Stored data
>>>>>
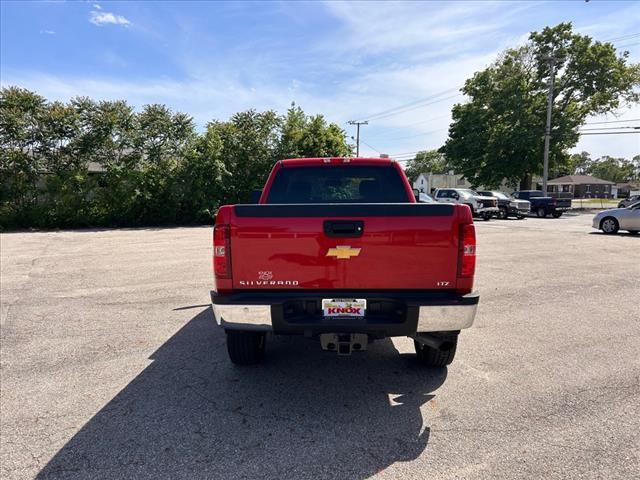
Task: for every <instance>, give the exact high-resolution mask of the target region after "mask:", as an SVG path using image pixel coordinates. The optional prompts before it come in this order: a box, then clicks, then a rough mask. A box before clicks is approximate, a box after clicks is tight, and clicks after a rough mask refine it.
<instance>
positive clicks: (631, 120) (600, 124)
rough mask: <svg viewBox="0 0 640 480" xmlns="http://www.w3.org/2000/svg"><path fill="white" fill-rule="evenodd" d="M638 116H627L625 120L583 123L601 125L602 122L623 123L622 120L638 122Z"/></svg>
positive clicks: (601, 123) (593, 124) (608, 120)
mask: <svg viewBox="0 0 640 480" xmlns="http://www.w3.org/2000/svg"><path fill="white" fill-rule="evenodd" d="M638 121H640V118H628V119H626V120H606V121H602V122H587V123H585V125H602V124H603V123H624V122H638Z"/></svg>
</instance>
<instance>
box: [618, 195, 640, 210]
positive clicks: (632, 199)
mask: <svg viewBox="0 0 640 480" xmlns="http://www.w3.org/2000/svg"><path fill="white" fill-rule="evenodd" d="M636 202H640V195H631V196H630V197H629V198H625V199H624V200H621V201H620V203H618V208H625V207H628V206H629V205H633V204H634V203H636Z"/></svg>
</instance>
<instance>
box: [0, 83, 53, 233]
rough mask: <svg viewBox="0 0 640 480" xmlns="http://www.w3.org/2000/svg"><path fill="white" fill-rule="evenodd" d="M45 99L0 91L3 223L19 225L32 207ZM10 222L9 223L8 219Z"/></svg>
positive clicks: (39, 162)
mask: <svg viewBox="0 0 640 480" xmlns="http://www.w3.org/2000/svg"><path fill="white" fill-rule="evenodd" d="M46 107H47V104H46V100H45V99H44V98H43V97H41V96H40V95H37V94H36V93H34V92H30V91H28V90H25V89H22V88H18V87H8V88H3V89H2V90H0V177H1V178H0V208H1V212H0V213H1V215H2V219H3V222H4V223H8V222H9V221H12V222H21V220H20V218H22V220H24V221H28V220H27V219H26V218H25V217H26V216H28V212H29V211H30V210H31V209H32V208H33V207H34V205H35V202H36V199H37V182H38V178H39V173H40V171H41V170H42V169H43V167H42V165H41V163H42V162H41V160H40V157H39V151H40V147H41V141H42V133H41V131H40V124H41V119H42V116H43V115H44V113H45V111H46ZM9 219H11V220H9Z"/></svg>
<<<<<
>>>>>
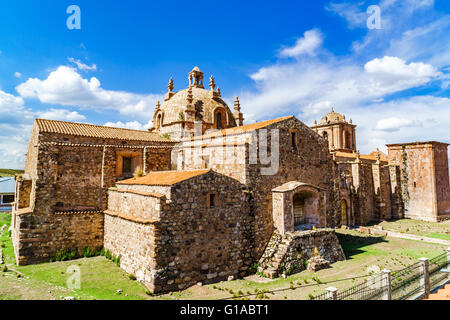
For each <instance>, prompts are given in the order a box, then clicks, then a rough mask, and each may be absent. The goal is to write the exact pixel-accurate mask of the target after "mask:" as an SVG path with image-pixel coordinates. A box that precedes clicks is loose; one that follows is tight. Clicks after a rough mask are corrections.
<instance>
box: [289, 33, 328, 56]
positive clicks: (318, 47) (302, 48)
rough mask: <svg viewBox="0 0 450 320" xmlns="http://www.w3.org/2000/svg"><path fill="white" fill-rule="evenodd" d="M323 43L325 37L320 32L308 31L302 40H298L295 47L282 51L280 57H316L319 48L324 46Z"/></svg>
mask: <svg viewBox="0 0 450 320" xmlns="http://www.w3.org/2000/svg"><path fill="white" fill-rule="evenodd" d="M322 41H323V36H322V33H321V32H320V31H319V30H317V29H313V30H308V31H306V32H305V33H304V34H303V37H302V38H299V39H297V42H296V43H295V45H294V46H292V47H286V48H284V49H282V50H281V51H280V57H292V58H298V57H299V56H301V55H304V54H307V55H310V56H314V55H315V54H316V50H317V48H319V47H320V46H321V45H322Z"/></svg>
<<<<<
TASK TO CARRY OUT |
Identify each line of the entries that contains the string "positive", and copy those lines in full.

YOUR SOLUTION |
positive clicks: (631, 120) (600, 124)
positive clicks: (601, 123) (593, 124) (608, 120)
positive clicks: (632, 199)
positive clicks: (39, 162)
positive clicks: (318, 47) (302, 48)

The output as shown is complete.